§ **What is needed**: Swap every "target" in the records below for "object", and reproduce the lines with everything else left unchanged.

§ **Stored data entries**:
_ _ _ _
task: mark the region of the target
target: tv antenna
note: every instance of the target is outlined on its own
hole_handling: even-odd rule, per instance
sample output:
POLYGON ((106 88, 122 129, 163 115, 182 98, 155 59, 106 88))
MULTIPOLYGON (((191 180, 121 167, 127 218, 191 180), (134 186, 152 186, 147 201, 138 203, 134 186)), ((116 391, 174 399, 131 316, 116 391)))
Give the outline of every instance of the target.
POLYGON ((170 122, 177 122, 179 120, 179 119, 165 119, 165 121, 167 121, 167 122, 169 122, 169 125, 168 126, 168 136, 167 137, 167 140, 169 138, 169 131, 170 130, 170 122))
_ _ _ _
§ **Output for this exercise**:
task: mark the region of the object
object: tv antenna
note: every instance of the object is outlined on its own
hole_handling: even-odd rule, per instance
sample output:
POLYGON ((106 88, 122 129, 163 115, 182 98, 155 59, 106 88))
MULTIPOLYGON (((191 180, 121 167, 127 218, 191 180), (134 186, 152 186, 147 201, 138 203, 134 186)), ((116 391, 174 399, 131 316, 116 391)))
Give the outline of every instance of the object.
POLYGON ((170 122, 177 122, 179 120, 179 119, 165 119, 165 121, 167 121, 167 122, 169 122, 169 125, 168 126, 168 136, 167 137, 167 140, 169 138, 169 131, 170 130, 170 122))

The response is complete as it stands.